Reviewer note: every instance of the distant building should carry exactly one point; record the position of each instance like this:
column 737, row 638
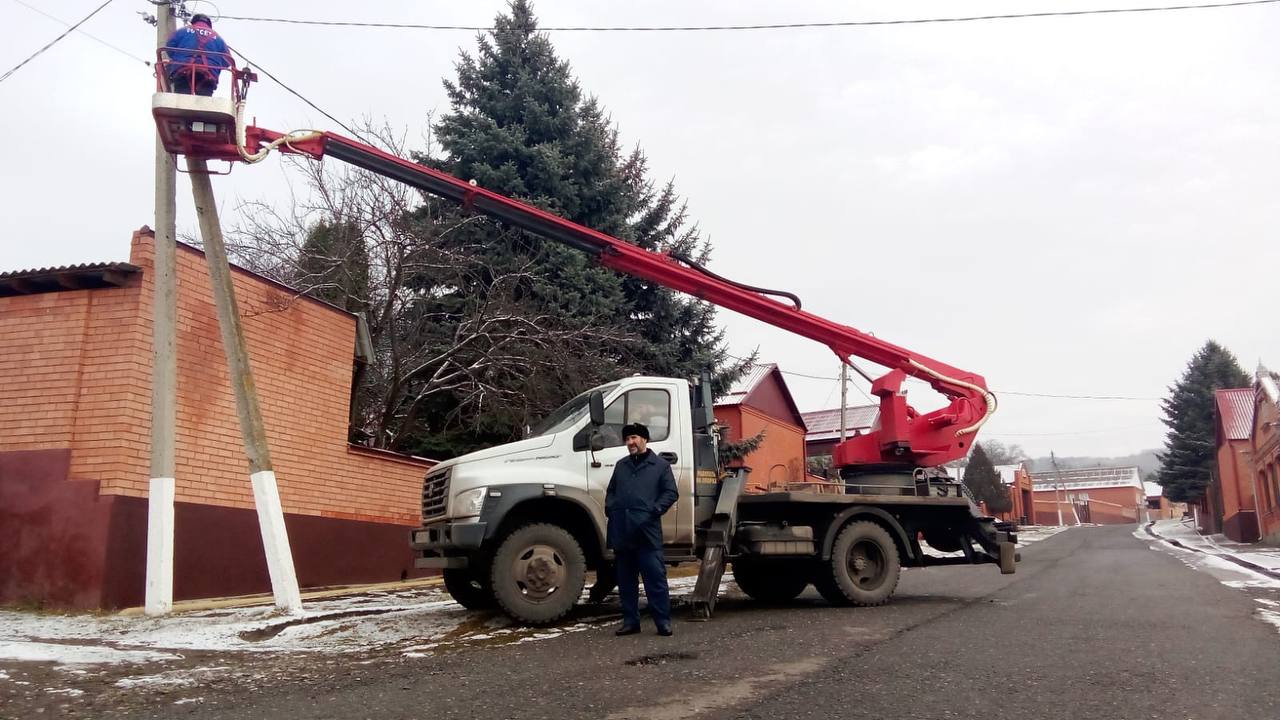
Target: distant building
column 759, row 401
column 823, row 427
column 1089, row 495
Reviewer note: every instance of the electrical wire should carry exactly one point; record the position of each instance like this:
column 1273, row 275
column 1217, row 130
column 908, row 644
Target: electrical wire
column 769, row 26
column 94, row 37
column 54, row 41
column 300, row 96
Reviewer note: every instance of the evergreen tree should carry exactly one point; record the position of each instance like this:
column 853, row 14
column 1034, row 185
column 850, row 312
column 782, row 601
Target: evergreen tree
column 984, row 483
column 1188, row 460
column 520, row 124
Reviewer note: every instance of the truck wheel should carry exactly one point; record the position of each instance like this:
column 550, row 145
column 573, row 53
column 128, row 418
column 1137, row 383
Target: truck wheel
column 864, row 566
column 538, row 573
column 469, row 588
column 775, row 583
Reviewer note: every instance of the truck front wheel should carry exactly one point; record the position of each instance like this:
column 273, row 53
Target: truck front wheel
column 538, row 573
column 864, row 566
column 469, row 587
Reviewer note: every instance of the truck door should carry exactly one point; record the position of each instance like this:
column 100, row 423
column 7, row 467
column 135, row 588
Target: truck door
column 658, row 410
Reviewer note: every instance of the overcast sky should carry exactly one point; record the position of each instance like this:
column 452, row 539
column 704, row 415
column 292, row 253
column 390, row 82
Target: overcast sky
column 1065, row 205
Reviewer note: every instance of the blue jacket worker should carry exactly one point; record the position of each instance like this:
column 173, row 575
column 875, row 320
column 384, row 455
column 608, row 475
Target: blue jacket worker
column 196, row 72
column 640, row 491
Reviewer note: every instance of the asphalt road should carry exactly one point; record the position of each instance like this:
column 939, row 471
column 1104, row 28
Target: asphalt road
column 1095, row 624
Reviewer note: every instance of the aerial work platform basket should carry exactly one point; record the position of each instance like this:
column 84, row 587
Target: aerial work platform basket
column 199, row 126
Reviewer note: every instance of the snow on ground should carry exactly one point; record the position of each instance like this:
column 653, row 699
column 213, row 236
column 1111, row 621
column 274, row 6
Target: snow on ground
column 412, row 621
column 1212, row 556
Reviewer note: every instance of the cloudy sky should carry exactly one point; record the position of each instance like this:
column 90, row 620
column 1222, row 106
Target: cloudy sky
column 1065, row 205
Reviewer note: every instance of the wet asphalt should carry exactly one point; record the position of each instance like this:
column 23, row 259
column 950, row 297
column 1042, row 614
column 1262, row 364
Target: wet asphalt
column 1095, row 624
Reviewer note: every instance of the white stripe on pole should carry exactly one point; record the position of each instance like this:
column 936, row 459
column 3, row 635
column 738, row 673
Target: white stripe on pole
column 275, row 542
column 159, row 596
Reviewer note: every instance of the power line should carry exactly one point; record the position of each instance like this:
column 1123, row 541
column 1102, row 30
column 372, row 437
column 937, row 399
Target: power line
column 54, row 41
column 296, row 94
column 94, row 37
column 768, row 26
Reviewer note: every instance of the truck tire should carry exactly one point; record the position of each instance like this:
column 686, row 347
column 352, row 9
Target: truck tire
column 470, row 588
column 864, row 566
column 538, row 573
column 775, row 583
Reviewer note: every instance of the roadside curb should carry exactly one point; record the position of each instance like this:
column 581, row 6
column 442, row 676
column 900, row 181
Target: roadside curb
column 1229, row 557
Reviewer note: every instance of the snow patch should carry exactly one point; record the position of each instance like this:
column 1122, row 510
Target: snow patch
column 77, row 654
column 71, row 692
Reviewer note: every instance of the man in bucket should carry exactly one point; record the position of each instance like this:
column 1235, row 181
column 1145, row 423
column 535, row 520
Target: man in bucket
column 196, row 72
column 640, row 492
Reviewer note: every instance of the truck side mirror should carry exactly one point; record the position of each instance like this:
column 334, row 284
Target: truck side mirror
column 597, row 409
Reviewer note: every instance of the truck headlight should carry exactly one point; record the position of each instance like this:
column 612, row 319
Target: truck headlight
column 469, row 504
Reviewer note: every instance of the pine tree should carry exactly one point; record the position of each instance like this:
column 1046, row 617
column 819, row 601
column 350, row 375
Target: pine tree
column 520, row 124
column 1189, row 458
column 984, row 483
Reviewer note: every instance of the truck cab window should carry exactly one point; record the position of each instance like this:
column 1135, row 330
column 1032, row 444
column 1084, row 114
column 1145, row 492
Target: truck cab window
column 650, row 408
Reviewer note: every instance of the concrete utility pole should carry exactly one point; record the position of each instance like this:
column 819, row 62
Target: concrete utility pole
column 266, row 493
column 164, row 372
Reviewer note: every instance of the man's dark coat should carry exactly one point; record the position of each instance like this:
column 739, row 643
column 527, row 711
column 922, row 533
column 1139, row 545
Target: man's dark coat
column 640, row 491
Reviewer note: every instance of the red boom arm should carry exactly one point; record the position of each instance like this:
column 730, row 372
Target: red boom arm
column 904, row 437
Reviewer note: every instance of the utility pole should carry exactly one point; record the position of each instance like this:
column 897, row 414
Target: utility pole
column 844, row 397
column 1057, row 492
column 164, row 370
column 266, row 493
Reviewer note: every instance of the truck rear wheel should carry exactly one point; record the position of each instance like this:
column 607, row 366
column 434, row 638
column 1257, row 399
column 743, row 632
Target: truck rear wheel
column 864, row 566
column 773, row 582
column 538, row 573
column 469, row 587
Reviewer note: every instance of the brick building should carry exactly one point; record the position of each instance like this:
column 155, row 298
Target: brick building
column 1105, row 496
column 822, row 432
column 759, row 401
column 74, row 440
column 1265, row 452
column 1233, row 507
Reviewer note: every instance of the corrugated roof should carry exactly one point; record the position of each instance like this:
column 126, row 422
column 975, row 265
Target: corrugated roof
column 824, row 424
column 1235, row 410
column 1087, row 478
column 68, row 277
column 743, row 387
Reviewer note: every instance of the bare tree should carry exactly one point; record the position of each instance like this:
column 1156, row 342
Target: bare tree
column 449, row 335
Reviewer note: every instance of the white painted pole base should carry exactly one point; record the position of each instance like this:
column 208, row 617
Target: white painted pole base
column 275, row 542
column 159, row 595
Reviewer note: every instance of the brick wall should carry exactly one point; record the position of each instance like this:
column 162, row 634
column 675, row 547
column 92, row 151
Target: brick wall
column 76, row 374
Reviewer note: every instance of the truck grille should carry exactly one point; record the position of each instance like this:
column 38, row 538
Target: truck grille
column 435, row 493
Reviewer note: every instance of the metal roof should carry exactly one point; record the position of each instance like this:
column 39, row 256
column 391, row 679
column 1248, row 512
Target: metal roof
column 1087, row 478
column 1235, row 411
column 743, row 387
column 824, row 424
column 67, row 277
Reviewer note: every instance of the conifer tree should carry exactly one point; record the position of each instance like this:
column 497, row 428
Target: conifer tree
column 1189, row 458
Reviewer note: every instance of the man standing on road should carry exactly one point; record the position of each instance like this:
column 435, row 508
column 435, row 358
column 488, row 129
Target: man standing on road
column 640, row 492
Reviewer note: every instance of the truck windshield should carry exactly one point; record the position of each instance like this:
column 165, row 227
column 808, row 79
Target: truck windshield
column 570, row 413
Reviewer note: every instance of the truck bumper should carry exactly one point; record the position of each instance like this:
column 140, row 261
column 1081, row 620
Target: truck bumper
column 446, row 545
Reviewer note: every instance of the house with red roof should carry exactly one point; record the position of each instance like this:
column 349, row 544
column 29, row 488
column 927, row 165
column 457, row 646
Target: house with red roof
column 760, row 402
column 1232, row 496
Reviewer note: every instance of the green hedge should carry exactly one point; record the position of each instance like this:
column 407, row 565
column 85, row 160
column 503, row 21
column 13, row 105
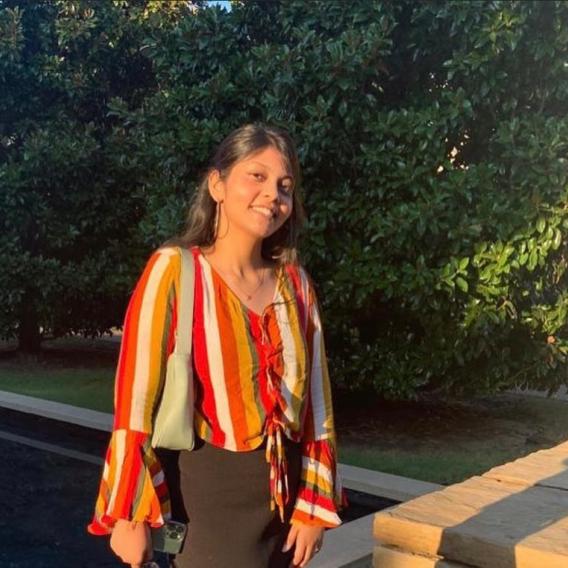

|---|

**Exercise details:**
Extract the stretch of the listing from its first line through the line containing "column 300, row 96", reproducing every line unchanged and omitting the pictures.

**Solution for this exercise:**
Reviewer note: every instance of the distant building should carry exactly one point; record the position of each instance like this:
column 737, row 638
Target: distant building
column 759, row 401
column 823, row 427
column 1089, row 495
Reviewer note: every instance of the electrical wire should carry exactly one point; record the position of each instance like this:
column 1273, row 275
column 1217, row 130
column 908, row 644
Target: electrical wire
column 769, row 26
column 94, row 37
column 54, row 41
column 300, row 96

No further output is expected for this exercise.